Task details: Would you copy the listing below exactly, keeping the pictures out?

Dataset:
▬▬▬
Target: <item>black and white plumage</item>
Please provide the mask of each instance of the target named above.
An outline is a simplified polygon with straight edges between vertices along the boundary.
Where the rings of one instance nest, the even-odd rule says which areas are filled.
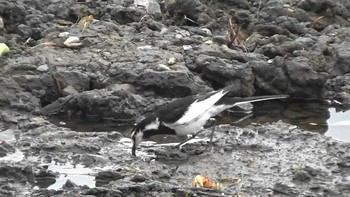
[[[162,106],[133,128],[131,133],[132,154],[136,155],[136,148],[144,138],[159,134],[178,136],[195,134],[203,129],[208,119],[231,107],[288,97],[288,95],[224,97],[230,89],[229,86],[205,94],[187,96]]]

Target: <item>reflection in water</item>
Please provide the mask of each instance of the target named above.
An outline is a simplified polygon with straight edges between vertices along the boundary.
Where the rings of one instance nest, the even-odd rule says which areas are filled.
[[[326,136],[340,141],[350,142],[350,111],[337,112],[334,108],[329,109],[331,118],[328,119],[328,131]]]
[[[235,123],[246,116],[245,113],[232,112],[227,110],[217,118],[220,124],[232,124],[246,127],[252,123],[264,124],[268,122],[283,122],[296,125],[301,129],[315,131],[327,136],[334,137],[341,141],[350,142],[350,110],[346,112],[336,112],[329,108],[326,103],[316,101],[291,101],[289,103],[279,100],[264,101],[254,103],[253,113],[247,119]],[[116,121],[91,122],[84,120],[65,120],[65,117],[51,117],[50,121],[75,131],[120,131],[126,137],[130,136],[130,128],[134,122],[116,123]],[[344,122],[348,120],[347,122]],[[343,121],[343,122],[339,122]],[[63,126],[63,125],[61,125]],[[159,137],[157,137],[157,141]],[[179,141],[176,137],[166,136],[165,142]]]
[[[95,176],[93,176],[93,169],[86,168],[83,165],[77,164],[51,164],[48,166],[49,171],[59,173],[57,178],[55,177],[37,177],[37,184],[39,188],[47,188],[58,190],[67,182],[71,180],[77,185],[87,185],[90,188],[95,187]]]
[[[253,116],[242,121],[238,126],[282,120],[305,130],[325,133],[328,130],[327,119],[329,118],[328,106],[319,102],[267,101],[254,104]]]

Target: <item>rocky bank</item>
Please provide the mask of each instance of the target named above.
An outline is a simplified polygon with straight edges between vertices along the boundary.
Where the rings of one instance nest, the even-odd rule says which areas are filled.
[[[347,109],[348,1],[0,0],[0,17],[1,196],[350,196],[350,144],[281,121],[218,125],[213,146],[145,143],[137,158],[119,127],[228,85]],[[47,189],[65,165],[96,184]],[[223,187],[191,187],[197,174]]]

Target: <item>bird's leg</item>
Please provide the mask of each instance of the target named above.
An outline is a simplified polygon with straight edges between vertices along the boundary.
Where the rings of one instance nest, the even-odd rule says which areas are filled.
[[[215,126],[216,126],[216,119],[212,119],[213,123],[211,126],[211,134],[210,134],[210,144],[213,144],[213,137],[214,137],[214,131],[215,131]]]
[[[197,133],[193,134],[190,138],[187,138],[186,140],[180,142],[179,144],[177,144],[175,146],[175,148],[179,148],[180,146],[182,146],[183,144],[185,144],[186,142],[194,139],[195,137],[197,137],[198,134],[202,133],[204,131],[204,129],[201,129],[200,131],[198,131]]]

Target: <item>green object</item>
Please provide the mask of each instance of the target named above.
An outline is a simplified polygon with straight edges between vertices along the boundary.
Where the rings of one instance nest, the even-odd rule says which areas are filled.
[[[10,52],[10,48],[5,43],[0,43],[0,57]]]

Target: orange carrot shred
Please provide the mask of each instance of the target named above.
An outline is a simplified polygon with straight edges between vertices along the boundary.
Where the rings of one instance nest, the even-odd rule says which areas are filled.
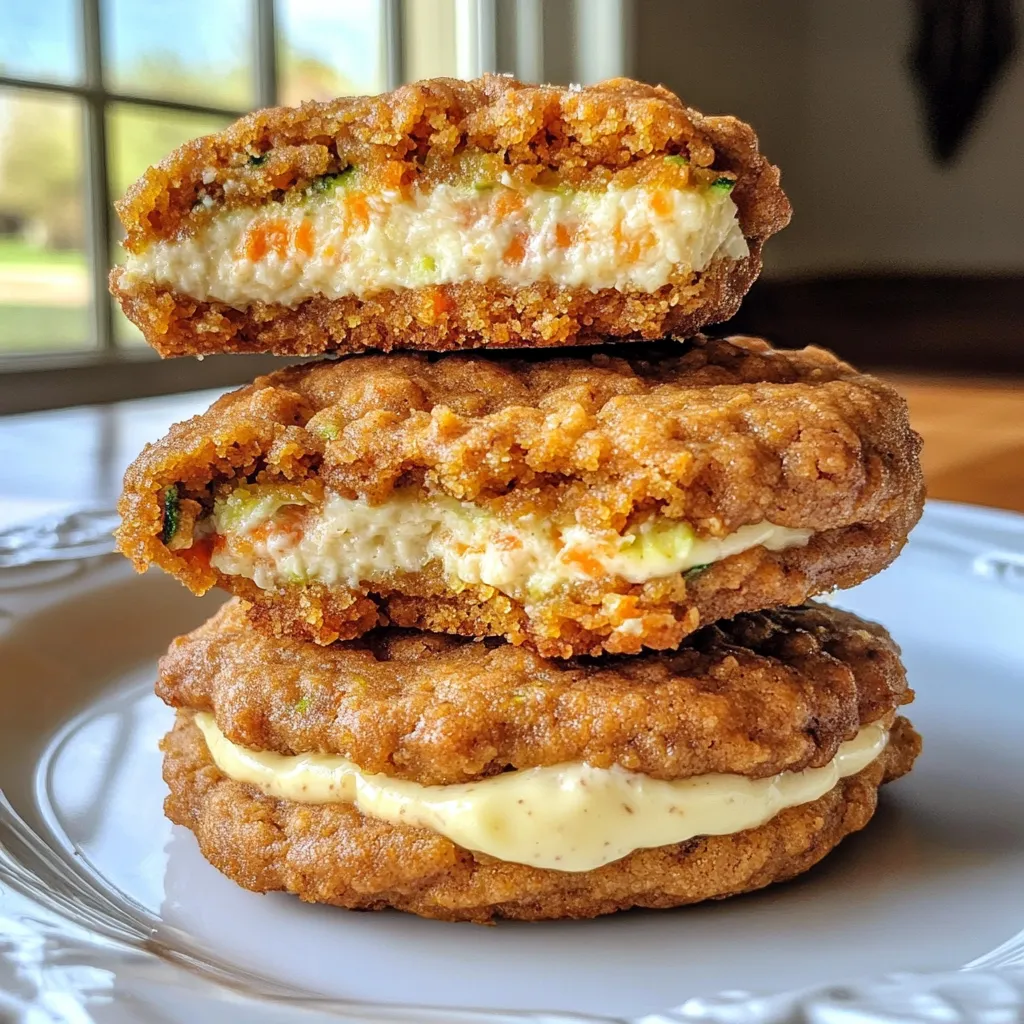
[[[348,197],[347,205],[349,215],[365,231],[370,226],[370,206],[366,196],[351,195]]]
[[[295,229],[295,248],[307,256],[313,255],[313,224],[304,220]]]
[[[499,551],[515,551],[523,546],[523,542],[514,533],[503,533],[495,537],[494,546]]]
[[[266,225],[267,247],[279,259],[288,256],[288,224],[283,220],[268,221]]]
[[[502,255],[502,259],[506,263],[522,263],[526,259],[526,233],[520,231],[511,242],[508,243],[508,248]]]
[[[261,224],[254,224],[246,232],[245,257],[254,263],[267,255],[267,233]]]
[[[502,189],[494,197],[494,216],[498,218],[509,217],[517,210],[521,210],[525,205],[526,200],[521,193],[510,188]]]
[[[455,308],[455,303],[440,288],[434,289],[433,303],[435,317],[439,317],[443,313],[449,313]]]
[[[588,576],[600,576],[604,568],[593,555],[579,548],[572,548],[562,557],[567,562],[575,562]]]
[[[220,551],[225,543],[224,538],[219,535],[212,538],[203,537],[200,540],[193,541],[192,547],[183,548],[181,551],[175,551],[174,553],[193,569],[209,569],[210,556],[214,551]]]
[[[669,199],[668,193],[664,189],[658,189],[658,191],[651,196],[651,209],[659,217],[667,217],[672,212],[672,201]]]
▬▬▬
Answer for the task:
Target: <item>black and white plumage</item>
Please provide the mask of each instance of the target named above.
An outline is a simplified polygon with straight edges between vertices along the boundary.
Where the rings of one instance nest, the even-odd rule says which areas are filled.
[[[162,106],[133,128],[131,133],[132,154],[136,155],[136,148],[144,138],[159,134],[178,136],[195,134],[203,129],[208,119],[231,107],[288,97],[288,95],[224,97],[230,89],[229,86],[205,94],[187,96]]]

Target: <item>reflection in water</item>
Please provide the mask of each instance of the target named above.
An outline is a simplified polygon with straight edges between vertices along the boundary.
Where the rings of one instance nest, the even-odd rule says which areas are filled.
[[[326,136],[340,141],[350,142],[350,111],[337,112],[334,108],[329,109],[331,118],[328,119],[328,131]]]
[[[235,123],[246,116],[245,113],[232,112],[227,110],[217,118],[220,124],[232,124],[246,127],[252,123],[264,124],[268,122],[283,122],[296,125],[301,129],[315,131],[327,136],[334,137],[341,141],[350,142],[350,110],[346,112],[336,112],[329,108],[326,103],[316,101],[291,101],[289,103],[279,100],[264,101],[254,103],[253,113],[247,119]],[[116,121],[91,122],[84,120],[65,120],[65,117],[51,117],[50,121],[75,131],[120,131],[126,137],[130,136],[130,128],[134,122],[116,123]],[[344,122],[348,120],[347,122]],[[343,121],[343,122],[339,122]],[[63,126],[63,125],[61,125]],[[159,137],[157,137],[157,141]],[[179,141],[176,137],[166,136],[165,142]]]
[[[95,176],[93,176],[93,169],[86,168],[83,165],[77,164],[51,164],[48,166],[49,171],[59,173],[57,178],[55,177],[37,177],[37,184],[39,188],[47,188],[58,190],[67,182],[71,180],[77,185],[87,185],[90,188],[95,187]]]
[[[253,116],[242,121],[238,126],[282,120],[305,130],[325,133],[328,130],[327,119],[329,118],[328,106],[319,102],[267,101],[254,104]]]

Target: <item>rocky bank</item>
Please provide the mask of each instance of the target named above.
An outline is a simplified polygon with straight edges between vertices along the boundary.
Where the rings of one instance nest, the even-odd rule says which areas are filled.
[[[347,109],[348,1],[0,0],[0,17],[1,196],[350,196],[350,144],[281,121],[218,125],[213,146],[145,143],[137,158],[119,127],[228,85]],[[47,189],[65,165],[96,184]],[[223,187],[191,187],[197,174]]]

Target: <item>bird's leg</item>
Please provide the mask of each instance of the target named above.
An outline is a simplified polygon with straight edges between vertices along the boundary.
Where the rings of one instance nest, the even-odd rule says which areas are filled.
[[[215,126],[216,126],[216,119],[212,119],[213,123],[211,126],[211,134],[210,134],[210,144],[213,144],[213,137],[214,137],[214,131],[215,131]]]
[[[197,133],[193,134],[190,138],[187,138],[186,140],[180,142],[179,144],[177,144],[175,146],[175,148],[179,148],[180,146],[182,146],[183,144],[185,144],[186,142],[194,139],[195,137],[197,137],[198,134],[202,133],[204,131],[204,129],[201,129],[200,131],[198,131]]]

Target: <item>green object</item>
Please provide the mask of each instance of the target named above.
An outline is a simplified polygon with straight edges between vertices along the boundary.
Where the rings of one instance nest, the even-odd rule says which areas are filled.
[[[10,52],[10,48],[5,43],[0,43],[0,57]]]

Target: orange carrot shred
Please provide the mask of each instance of the target named above.
An outline is a simplified polygon with straight edges between vertices along the boundary.
Where the rings of one instance nest, the even-odd rule says which areas are filled.
[[[348,197],[347,205],[349,215],[365,231],[370,226],[370,206],[366,196],[351,195]]]
[[[295,229],[295,248],[307,256],[313,255],[313,224],[304,220]]]
[[[499,551],[515,551],[523,546],[523,542],[514,533],[503,533],[495,537],[494,546]]]
[[[266,225],[267,247],[279,259],[288,256],[288,224],[283,220],[268,221]]]
[[[502,255],[502,259],[506,263],[522,263],[526,259],[526,233],[520,231],[511,242],[508,243],[508,248]]]
[[[261,224],[254,224],[246,232],[245,257],[254,263],[267,255],[267,233]]]
[[[502,189],[494,197],[494,216],[498,218],[509,217],[517,210],[521,210],[525,205],[526,200],[521,193],[510,188]]]
[[[455,308],[455,303],[440,288],[434,289],[433,303],[435,317],[439,317],[443,313],[449,313]]]
[[[588,576],[600,576],[604,568],[593,555],[579,548],[572,548],[562,557],[567,562],[575,562]]]
[[[220,551],[225,543],[224,538],[219,535],[212,538],[203,537],[200,540],[193,541],[192,547],[183,548],[181,551],[175,551],[174,553],[193,569],[209,569],[210,556],[214,551]]]
[[[669,199],[668,193],[664,189],[658,189],[658,191],[651,196],[651,209],[659,217],[667,217],[672,212],[672,201]]]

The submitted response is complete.